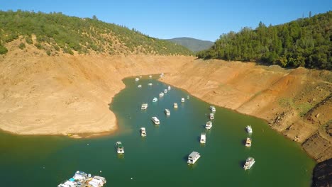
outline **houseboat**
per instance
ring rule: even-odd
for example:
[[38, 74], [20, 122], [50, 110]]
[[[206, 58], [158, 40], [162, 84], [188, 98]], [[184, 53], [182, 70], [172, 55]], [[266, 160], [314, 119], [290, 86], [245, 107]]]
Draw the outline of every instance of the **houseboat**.
[[206, 129], [211, 129], [212, 128], [212, 122], [211, 121], [208, 121], [206, 122], [206, 124], [205, 124], [205, 128]]
[[201, 139], [199, 142], [201, 142], [201, 144], [205, 144], [205, 142], [206, 142], [206, 135], [204, 132], [201, 133]]
[[251, 138], [247, 137], [247, 140], [245, 141], [245, 147], [251, 147]]
[[155, 124], [155, 125], [159, 125], [160, 124], [160, 121], [157, 118], [157, 117], [153, 116], [151, 118], [152, 121]]
[[165, 113], [166, 114], [166, 115], [170, 115], [170, 110], [168, 109], [165, 109]]
[[210, 110], [214, 113], [216, 112], [216, 107], [214, 107], [214, 106], [210, 106]]
[[214, 120], [214, 113], [210, 113], [210, 120]]
[[141, 110], [145, 110], [148, 108], [148, 103], [143, 103], [142, 106], [140, 106]]
[[187, 162], [189, 164], [194, 164], [201, 157], [199, 152], [192, 152], [188, 156], [188, 161]]
[[251, 125], [248, 125], [245, 129], [247, 130], [248, 133], [253, 133], [253, 129], [251, 128]]
[[122, 145], [121, 142], [116, 142], [116, 152], [118, 152], [118, 154], [124, 153], [124, 148], [123, 148], [123, 146]]
[[142, 137], [146, 137], [146, 131], [145, 128], [140, 128], [140, 135]]
[[177, 103], [174, 103], [174, 108], [177, 108]]
[[253, 158], [253, 157], [248, 157], [246, 160], [245, 160], [245, 164], [244, 164], [243, 166], [243, 169], [245, 170], [247, 170], [247, 169], [250, 169], [253, 165], [255, 164], [255, 159]]

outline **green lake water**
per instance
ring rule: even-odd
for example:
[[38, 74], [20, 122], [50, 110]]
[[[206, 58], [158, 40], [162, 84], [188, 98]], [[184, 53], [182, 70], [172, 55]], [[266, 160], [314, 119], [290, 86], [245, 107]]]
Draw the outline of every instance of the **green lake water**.
[[[74, 140], [57, 136], [18, 136], [0, 133], [0, 186], [57, 186], [77, 170], [106, 177], [104, 186], [309, 186], [315, 162], [299, 144], [271, 130], [262, 120], [216, 107], [210, 130], [209, 104], [148, 77], [123, 80], [126, 88], [116, 95], [110, 108], [119, 130], [101, 137]], [[148, 84], [153, 84], [148, 86]], [[142, 84], [142, 88], [137, 88]], [[153, 103], [153, 97], [159, 101]], [[140, 110], [148, 103], [146, 110]], [[173, 108], [173, 103], [179, 105]], [[167, 117], [164, 109], [169, 108]], [[160, 125], [150, 118], [157, 116]], [[245, 127], [251, 125], [253, 145]], [[145, 127], [147, 137], [141, 137]], [[206, 144], [199, 143], [206, 132]], [[118, 156], [115, 143], [122, 142], [125, 154]], [[89, 144], [89, 145], [88, 145]], [[201, 158], [188, 166], [192, 151]], [[256, 162], [248, 171], [248, 157]], [[100, 173], [101, 171], [101, 173]]]

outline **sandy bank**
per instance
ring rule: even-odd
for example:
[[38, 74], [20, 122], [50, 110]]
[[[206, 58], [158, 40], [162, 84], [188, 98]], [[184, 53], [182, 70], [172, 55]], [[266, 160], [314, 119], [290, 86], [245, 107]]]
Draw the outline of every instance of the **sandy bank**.
[[208, 103], [266, 120], [315, 159], [332, 157], [332, 73], [197, 60], [161, 79]]
[[130, 76], [172, 72], [193, 57], [62, 55], [0, 59], [0, 128], [19, 135], [100, 135], [116, 130], [109, 109]]

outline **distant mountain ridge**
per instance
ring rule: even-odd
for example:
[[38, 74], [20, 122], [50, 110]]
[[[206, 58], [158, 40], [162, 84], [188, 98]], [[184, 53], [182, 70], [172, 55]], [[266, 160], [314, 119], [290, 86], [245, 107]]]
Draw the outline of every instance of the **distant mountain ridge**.
[[214, 42], [211, 41], [201, 40], [188, 37], [175, 38], [166, 40], [183, 45], [193, 52], [207, 50], [214, 45]]

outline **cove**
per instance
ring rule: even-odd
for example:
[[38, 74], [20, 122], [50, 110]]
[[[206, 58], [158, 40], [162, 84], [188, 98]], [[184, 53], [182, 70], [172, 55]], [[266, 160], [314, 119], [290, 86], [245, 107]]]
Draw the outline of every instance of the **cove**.
[[[209, 103], [193, 96], [181, 103], [181, 97], [188, 94], [174, 87], [159, 98], [168, 85], [148, 76], [123, 82], [126, 89], [110, 104], [119, 126], [115, 134], [74, 140], [1, 132], [1, 186], [57, 186], [77, 170], [105, 177], [104, 186], [310, 186], [315, 162], [265, 121], [216, 107], [213, 127], [206, 130]], [[153, 103], [153, 97], [158, 101]], [[140, 110], [143, 103], [148, 103], [146, 110]], [[165, 108], [170, 110], [170, 116], [164, 113]], [[157, 116], [160, 125], [154, 125], [152, 116]], [[253, 130], [250, 148], [244, 146], [248, 125]], [[142, 127], [146, 137], [140, 137]], [[201, 132], [206, 132], [205, 145], [199, 143]], [[116, 154], [117, 141], [124, 146], [123, 156]], [[188, 166], [187, 158], [192, 151], [201, 157]], [[248, 157], [256, 162], [245, 171], [242, 167]]]

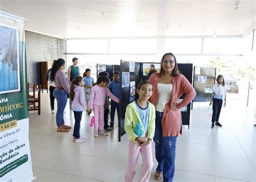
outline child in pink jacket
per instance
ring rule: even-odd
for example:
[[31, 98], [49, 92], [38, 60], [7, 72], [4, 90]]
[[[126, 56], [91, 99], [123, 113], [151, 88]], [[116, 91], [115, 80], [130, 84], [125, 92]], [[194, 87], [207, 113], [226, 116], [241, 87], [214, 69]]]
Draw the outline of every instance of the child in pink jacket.
[[[106, 95], [109, 96], [117, 103], [119, 100], [113, 95], [106, 88], [109, 84], [109, 79], [105, 76], [101, 76], [97, 79], [97, 85], [92, 88], [91, 98], [89, 101], [90, 111], [93, 110], [94, 137], [98, 137], [100, 135], [107, 136], [107, 132], [104, 131], [104, 104]], [[99, 129], [99, 132], [98, 130]]]
[[80, 123], [83, 111], [86, 109], [86, 104], [83, 86], [84, 85], [84, 79], [78, 76], [75, 77], [71, 82], [70, 86], [70, 100], [72, 101], [72, 110], [74, 113], [75, 126], [73, 134], [73, 141], [75, 142], [84, 142], [85, 138], [80, 136]]

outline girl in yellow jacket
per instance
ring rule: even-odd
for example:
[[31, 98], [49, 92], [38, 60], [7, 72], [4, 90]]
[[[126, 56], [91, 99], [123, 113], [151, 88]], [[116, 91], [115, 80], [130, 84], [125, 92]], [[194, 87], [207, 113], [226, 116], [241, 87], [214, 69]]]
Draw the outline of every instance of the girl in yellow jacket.
[[143, 168], [139, 181], [149, 180], [153, 167], [151, 141], [154, 134], [156, 109], [147, 101], [152, 94], [152, 86], [144, 81], [139, 83], [136, 91], [139, 99], [127, 106], [125, 113], [124, 128], [130, 139], [126, 182], [132, 181], [140, 152]]

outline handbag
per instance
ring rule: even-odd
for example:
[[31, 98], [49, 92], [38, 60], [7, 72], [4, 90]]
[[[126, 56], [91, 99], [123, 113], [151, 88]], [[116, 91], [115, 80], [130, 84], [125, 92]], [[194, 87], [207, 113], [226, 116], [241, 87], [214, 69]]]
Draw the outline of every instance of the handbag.
[[89, 125], [90, 127], [93, 127], [94, 125], [95, 121], [94, 116], [93, 116], [92, 114], [90, 114], [90, 115], [91, 116], [91, 122], [90, 122]]

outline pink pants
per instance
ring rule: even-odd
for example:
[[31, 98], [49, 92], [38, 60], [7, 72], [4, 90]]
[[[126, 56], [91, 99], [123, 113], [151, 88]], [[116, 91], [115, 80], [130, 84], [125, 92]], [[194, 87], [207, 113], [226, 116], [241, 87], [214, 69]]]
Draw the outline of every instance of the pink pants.
[[133, 143], [129, 140], [128, 146], [128, 162], [125, 181], [132, 181], [136, 172], [137, 164], [140, 151], [142, 155], [142, 170], [139, 181], [149, 181], [150, 178], [150, 173], [153, 167], [151, 143], [146, 145], [139, 146], [137, 143]]
[[104, 106], [93, 105], [94, 130], [104, 130]]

Task directions ▸
Copy the data from the line containing "outline **green lake water**" through the line containing "Draw the outline of every instance of the **green", switching "ring rule" to "fill rule" and keeping everything else the same.

Exercise output ▸
outline **green lake water**
per instance
fill rule: even-odd
for example:
[[38, 74], [20, 122], [50, 110]]
[[[206, 58], [158, 40], [162, 84], [188, 98]], [[184, 53], [182, 70], [172, 55]], [[266, 160], [314, 119], [290, 86], [245, 107]]]
Draw the outline of every instance of the **green lake water**.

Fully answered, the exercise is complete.